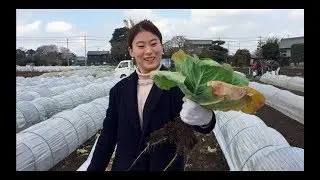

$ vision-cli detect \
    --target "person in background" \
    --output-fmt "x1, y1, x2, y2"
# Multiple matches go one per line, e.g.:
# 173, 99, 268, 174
87, 20, 216, 171
272, 61, 280, 75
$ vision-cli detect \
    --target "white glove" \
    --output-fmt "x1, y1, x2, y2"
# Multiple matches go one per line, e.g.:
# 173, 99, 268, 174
180, 98, 213, 126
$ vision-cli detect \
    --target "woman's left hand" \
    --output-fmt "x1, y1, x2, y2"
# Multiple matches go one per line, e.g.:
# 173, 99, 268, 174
180, 98, 213, 126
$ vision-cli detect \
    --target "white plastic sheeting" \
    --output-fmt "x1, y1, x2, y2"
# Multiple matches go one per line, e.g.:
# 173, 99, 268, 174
16, 79, 119, 132
260, 73, 304, 92
16, 91, 41, 102
16, 77, 118, 101
16, 97, 108, 171
249, 82, 304, 124
213, 111, 304, 171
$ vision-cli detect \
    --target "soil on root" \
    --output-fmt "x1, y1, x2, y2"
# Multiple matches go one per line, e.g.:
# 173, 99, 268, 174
185, 132, 229, 171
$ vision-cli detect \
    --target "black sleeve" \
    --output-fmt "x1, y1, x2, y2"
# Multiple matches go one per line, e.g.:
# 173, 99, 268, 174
87, 87, 118, 171
173, 88, 216, 134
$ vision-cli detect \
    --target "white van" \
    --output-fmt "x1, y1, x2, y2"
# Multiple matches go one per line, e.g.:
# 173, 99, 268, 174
114, 60, 136, 78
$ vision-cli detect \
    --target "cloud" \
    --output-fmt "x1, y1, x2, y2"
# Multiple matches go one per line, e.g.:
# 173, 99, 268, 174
191, 9, 272, 19
16, 20, 41, 37
268, 30, 301, 39
123, 9, 159, 23
46, 21, 72, 32
288, 9, 304, 20
209, 26, 228, 34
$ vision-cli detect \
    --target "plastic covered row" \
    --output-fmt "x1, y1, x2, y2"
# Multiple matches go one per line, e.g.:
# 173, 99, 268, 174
260, 73, 304, 92
213, 111, 304, 171
249, 82, 304, 124
16, 97, 108, 171
16, 81, 116, 132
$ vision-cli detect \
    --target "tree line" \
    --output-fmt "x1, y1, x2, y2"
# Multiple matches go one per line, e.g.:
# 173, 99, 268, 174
16, 20, 304, 66
16, 44, 77, 66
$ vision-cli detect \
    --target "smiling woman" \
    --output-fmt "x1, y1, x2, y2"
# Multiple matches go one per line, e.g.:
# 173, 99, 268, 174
87, 20, 216, 171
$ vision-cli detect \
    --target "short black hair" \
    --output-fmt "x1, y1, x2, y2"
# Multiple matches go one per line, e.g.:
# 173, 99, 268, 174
127, 19, 162, 49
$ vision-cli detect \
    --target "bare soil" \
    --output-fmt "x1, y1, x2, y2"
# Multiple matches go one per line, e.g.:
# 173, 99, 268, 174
16, 71, 47, 77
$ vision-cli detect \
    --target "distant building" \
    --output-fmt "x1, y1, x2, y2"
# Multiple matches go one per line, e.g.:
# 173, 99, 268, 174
185, 39, 213, 54
72, 56, 86, 66
279, 36, 304, 57
87, 51, 110, 66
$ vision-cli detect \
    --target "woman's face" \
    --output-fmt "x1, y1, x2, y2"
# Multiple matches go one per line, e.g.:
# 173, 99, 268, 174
129, 31, 163, 74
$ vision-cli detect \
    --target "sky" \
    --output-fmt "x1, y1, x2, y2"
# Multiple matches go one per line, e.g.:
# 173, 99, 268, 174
16, 9, 304, 56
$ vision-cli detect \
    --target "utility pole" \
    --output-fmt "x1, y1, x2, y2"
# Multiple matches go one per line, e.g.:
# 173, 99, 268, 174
226, 43, 230, 63
84, 35, 87, 67
67, 38, 69, 66
259, 36, 262, 59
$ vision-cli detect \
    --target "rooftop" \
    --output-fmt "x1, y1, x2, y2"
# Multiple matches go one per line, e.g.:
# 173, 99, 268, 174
279, 36, 304, 49
87, 51, 109, 56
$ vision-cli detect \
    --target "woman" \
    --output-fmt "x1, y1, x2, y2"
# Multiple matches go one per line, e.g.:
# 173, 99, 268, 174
88, 20, 216, 171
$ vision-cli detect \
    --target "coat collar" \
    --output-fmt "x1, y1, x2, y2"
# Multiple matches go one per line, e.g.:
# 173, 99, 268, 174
126, 65, 167, 140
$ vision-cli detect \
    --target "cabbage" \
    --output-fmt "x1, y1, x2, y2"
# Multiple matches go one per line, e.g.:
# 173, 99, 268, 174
150, 50, 265, 113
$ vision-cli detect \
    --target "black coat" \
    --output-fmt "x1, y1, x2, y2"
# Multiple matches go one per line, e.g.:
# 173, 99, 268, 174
87, 67, 216, 171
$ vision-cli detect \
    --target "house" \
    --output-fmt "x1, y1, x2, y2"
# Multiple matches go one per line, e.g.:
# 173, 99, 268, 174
185, 39, 213, 54
72, 56, 86, 66
87, 51, 110, 66
279, 36, 304, 57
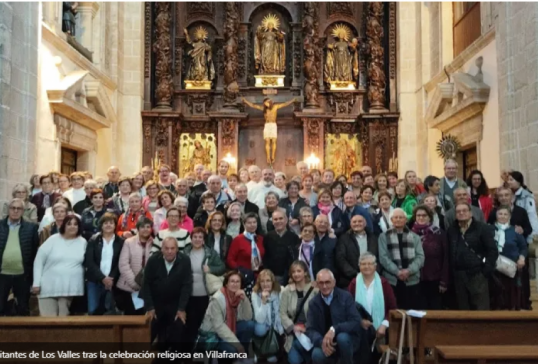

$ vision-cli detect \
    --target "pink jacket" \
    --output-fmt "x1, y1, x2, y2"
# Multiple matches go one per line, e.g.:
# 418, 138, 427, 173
117, 235, 153, 292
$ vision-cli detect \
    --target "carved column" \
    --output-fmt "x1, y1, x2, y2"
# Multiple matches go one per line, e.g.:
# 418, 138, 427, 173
366, 2, 387, 113
153, 2, 174, 110
303, 2, 320, 108
223, 2, 239, 109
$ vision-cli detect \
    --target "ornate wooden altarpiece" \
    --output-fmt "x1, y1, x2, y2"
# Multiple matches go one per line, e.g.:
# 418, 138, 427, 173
142, 2, 399, 177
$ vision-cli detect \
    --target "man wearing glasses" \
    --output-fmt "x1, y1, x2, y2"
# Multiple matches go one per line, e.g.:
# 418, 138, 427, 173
0, 198, 39, 316
306, 269, 361, 364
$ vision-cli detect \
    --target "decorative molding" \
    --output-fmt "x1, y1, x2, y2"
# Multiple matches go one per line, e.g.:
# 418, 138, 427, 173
153, 2, 174, 109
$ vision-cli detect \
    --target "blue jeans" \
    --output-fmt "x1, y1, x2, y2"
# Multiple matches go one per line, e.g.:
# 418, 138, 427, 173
217, 321, 255, 353
312, 332, 359, 364
288, 337, 311, 364
86, 282, 114, 315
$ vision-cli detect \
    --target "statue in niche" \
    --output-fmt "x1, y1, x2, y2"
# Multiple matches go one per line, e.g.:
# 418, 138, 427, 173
183, 26, 215, 81
62, 1, 78, 37
242, 97, 297, 166
323, 24, 359, 89
254, 14, 286, 75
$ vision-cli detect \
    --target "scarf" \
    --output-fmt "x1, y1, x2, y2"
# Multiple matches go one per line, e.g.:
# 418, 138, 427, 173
495, 222, 510, 253
386, 230, 415, 269
355, 272, 385, 330
243, 231, 261, 271
220, 287, 241, 334
318, 202, 333, 216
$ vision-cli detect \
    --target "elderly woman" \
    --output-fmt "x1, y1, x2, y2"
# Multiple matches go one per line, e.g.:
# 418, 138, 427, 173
84, 213, 123, 315
80, 188, 106, 241
492, 206, 528, 310
373, 191, 394, 236
299, 174, 318, 207
160, 197, 194, 234
226, 201, 245, 239
39, 202, 68, 246
183, 227, 226, 349
259, 191, 286, 235
142, 180, 160, 218
32, 215, 86, 316
348, 252, 398, 337
392, 179, 417, 220
200, 270, 255, 353
205, 211, 233, 262
411, 205, 449, 310
151, 207, 191, 253
116, 192, 151, 239
378, 208, 424, 310
312, 189, 346, 236
2, 183, 37, 222
280, 260, 318, 364
114, 216, 153, 315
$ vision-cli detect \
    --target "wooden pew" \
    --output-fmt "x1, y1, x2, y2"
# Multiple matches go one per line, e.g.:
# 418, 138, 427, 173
435, 346, 538, 364
389, 311, 538, 364
0, 316, 151, 363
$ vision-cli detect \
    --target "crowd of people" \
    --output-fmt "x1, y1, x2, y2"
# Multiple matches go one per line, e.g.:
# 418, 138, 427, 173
0, 160, 538, 364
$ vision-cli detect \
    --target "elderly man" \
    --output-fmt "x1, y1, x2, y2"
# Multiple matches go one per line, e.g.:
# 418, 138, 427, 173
247, 168, 282, 209
103, 166, 121, 198
31, 174, 61, 222
306, 269, 362, 364
296, 161, 310, 179
73, 179, 97, 215
141, 237, 192, 351
247, 165, 262, 192
444, 202, 499, 310
378, 208, 424, 310
335, 215, 378, 289
263, 210, 300, 286
0, 198, 39, 316
439, 159, 467, 203
62, 172, 86, 206
342, 191, 374, 233
445, 187, 486, 230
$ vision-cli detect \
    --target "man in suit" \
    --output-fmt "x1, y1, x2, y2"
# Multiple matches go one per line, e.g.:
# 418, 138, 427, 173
31, 174, 62, 222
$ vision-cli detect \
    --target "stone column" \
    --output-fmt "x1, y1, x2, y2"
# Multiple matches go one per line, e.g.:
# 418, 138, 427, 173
75, 1, 99, 51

----------

Could you gather every line in the rows above that contains the word "column" and copy each one out in full?

    --target "carved column" \
    --target "stone column" \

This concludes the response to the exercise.